*Exercise aim*: The records underneath are to be repeated exactly, with the pictures left out.
++++ Entries
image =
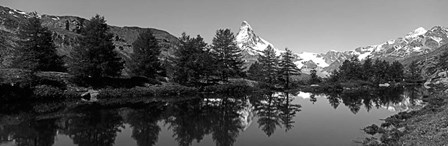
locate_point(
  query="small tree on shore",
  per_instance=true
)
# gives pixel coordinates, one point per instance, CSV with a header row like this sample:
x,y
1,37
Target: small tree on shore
x,y
228,55
95,57
287,68
37,51
314,78
269,64
145,59
413,71
194,63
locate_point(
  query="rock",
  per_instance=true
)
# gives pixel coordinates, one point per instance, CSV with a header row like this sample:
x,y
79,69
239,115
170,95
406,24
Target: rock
x,y
372,129
90,95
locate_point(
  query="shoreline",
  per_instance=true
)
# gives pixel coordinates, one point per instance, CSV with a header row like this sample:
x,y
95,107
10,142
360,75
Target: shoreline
x,y
424,127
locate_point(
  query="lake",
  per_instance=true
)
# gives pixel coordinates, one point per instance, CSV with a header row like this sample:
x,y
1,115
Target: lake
x,y
262,119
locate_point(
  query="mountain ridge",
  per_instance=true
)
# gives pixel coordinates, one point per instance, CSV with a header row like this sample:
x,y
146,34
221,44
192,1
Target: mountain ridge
x,y
417,42
65,31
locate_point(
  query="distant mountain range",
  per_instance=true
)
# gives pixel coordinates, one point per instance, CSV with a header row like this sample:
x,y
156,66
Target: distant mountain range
x,y
64,29
415,44
418,42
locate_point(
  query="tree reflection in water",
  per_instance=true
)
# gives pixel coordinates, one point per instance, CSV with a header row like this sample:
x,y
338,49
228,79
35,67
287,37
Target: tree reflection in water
x,y
145,129
275,109
94,128
30,133
223,117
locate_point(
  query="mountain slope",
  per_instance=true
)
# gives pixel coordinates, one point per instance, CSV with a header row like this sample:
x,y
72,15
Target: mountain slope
x,y
415,43
65,34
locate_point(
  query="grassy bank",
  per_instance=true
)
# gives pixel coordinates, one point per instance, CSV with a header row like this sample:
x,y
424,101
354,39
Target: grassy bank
x,y
425,127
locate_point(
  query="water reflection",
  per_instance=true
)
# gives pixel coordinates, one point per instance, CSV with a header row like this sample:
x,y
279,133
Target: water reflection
x,y
394,99
221,117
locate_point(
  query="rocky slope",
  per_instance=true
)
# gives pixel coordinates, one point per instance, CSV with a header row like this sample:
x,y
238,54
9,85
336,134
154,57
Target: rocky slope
x,y
416,43
65,33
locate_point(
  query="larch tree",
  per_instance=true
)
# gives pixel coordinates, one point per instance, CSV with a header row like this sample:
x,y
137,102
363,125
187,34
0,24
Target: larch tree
x,y
228,55
194,63
145,59
269,62
37,51
413,71
95,57
287,67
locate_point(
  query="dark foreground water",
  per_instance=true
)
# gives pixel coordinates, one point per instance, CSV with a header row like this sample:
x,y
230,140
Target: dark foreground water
x,y
308,119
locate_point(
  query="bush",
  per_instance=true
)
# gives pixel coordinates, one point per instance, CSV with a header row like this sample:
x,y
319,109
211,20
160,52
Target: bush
x,y
152,91
46,92
235,87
++++++++
*Answer to the task*:
image =
locate_point(
  query="small tree on shore",
  per_instance=true
)
# gives pixel coordinates, one point per instance, CSV with a header row like this sample:
x,y
1,37
Target: small tree on shore
x,y
228,55
95,57
287,68
37,51
314,78
269,64
145,59
413,71
194,63
locate_point(
  query="rock",
  per_instance=true
)
# gives pixel coordinates, one point per instance, CSV with a header row like this sample:
x,y
79,69
239,115
170,95
406,24
Target: rock
x,y
372,129
90,95
locate_point(
  query="shoreline",
  per_instance=true
)
# gives pixel coordinates, one point per instance, CSV with a header row like this sample:
x,y
95,107
10,142
360,75
Target: shoreline
x,y
424,127
locate_point(
  query="lake",
  per_instance=true
)
# gives pixel coordinates, one point per instance, CSV with a header row like this sample:
x,y
1,115
Target: lake
x,y
262,119
locate_point(
  query="mountain ridge",
  per_instance=true
)
# gives pixel coordinates, one point per instance, CSV with a header row like this sample:
x,y
146,34
221,44
192,1
Target: mountain ridge
x,y
417,42
65,31
locate_point(
  query="distant mountain range",
  per_instance=true
)
# gives pixel coordinates, one point per instance, CSV with a header row like this sample:
x,y
156,66
Target: distant mountain range
x,y
64,29
415,44
418,42
locate_point(
  query="tree reflection in water",
  per_instance=true
)
# gives pixel coordinates, one point per instance, CSV with a header row like this sample:
x,y
338,49
228,79
35,67
287,37
Target: tree reflection in water
x,y
145,129
275,109
94,128
30,133
223,117
locate_point(
  query="mountain slope",
  per_instance=true
)
# gives pixel coordinates, one point per instance, CSV with a header row like this sample:
x,y
72,15
Target: mountain slope
x,y
415,43
65,34
locate_point(
  query="grassy bank",
  per_instance=true
)
# gives pixel coordinates, one point per instance, CSV with a header row like this sample:
x,y
424,101
354,39
Target: grassy bank
x,y
425,127
locate_point(
  query="water reflection",
  per_instance=true
)
# gives pixel coordinates, one point per instance, CSV with a header row like this sample:
x,y
279,133
Target: water reflection
x,y
394,99
221,117
locate_point(
  query="rocky slope",
  per_instance=true
)
# gives pixel coordinates, one point per instance, CSV with a header row like this sample:
x,y
238,54
9,85
336,134
154,57
Target: rocky slope
x,y
416,43
65,33
locate_point(
  query="larch tree",
  per_instance=true
)
# gives pixel coordinates, one point per instance, CSV with a header row like this sample:
x,y
137,102
363,125
187,34
0,24
Target: larch tree
x,y
228,55
194,63
145,59
269,62
37,51
413,71
95,57
287,67
locate_point(
  query="dark foreground water",
  per_instance=true
)
# gives pixel coordinates, one point per instance, CSV with a header row like this sample:
x,y
230,140
Target: dark foreground water
x,y
308,119
locate_point(
  query="bush",
  per_instance=true
)
# gives pixel coordinates, one point per instance, CSV with a header row like this sample:
x,y
319,109
211,20
160,52
Target: bush
x,y
152,91
46,92
235,87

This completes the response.